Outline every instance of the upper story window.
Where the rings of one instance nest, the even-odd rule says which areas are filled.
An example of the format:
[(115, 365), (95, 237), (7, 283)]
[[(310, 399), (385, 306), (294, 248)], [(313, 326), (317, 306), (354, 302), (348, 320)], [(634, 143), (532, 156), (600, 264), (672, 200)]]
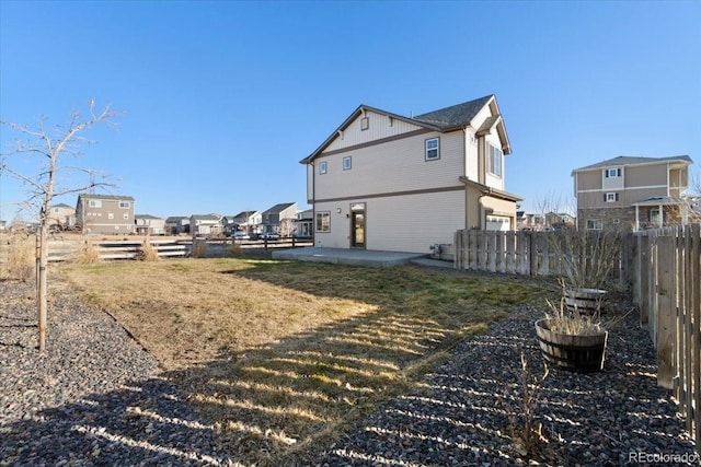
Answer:
[(502, 176), (502, 150), (490, 144), (487, 154), (487, 171), (490, 174)]
[(600, 231), (604, 229), (604, 221), (600, 219), (587, 219), (588, 231)]
[(426, 161), (434, 161), (440, 159), (440, 143), (438, 138), (430, 138), (426, 140)]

--- --- ---

> _DIRECTION_: Put every line of the rows above into a JSON list of strings, one string per line, leaving out blank lines and the pictures.

> _WRITTEN ANSWER_:
[
  "Outline every instance of the upper story window.",
  "Where the rings of one instance nest, the even-odd rule says which areas are filled.",
  "An example of the format:",
  "[(115, 365), (95, 237), (7, 283)]",
  "[[(310, 399), (385, 306), (294, 248)], [(313, 326), (317, 306), (354, 302), (348, 320)], [(634, 143), (532, 156), (600, 264), (672, 200)]]",
  "Answer:",
  "[(502, 176), (502, 150), (490, 144), (487, 154), (487, 171), (490, 174)]",
  "[(600, 231), (604, 229), (604, 221), (600, 219), (587, 219), (588, 231)]",
  "[(426, 161), (434, 161), (440, 159), (440, 143), (438, 138), (430, 138), (426, 140)]"
]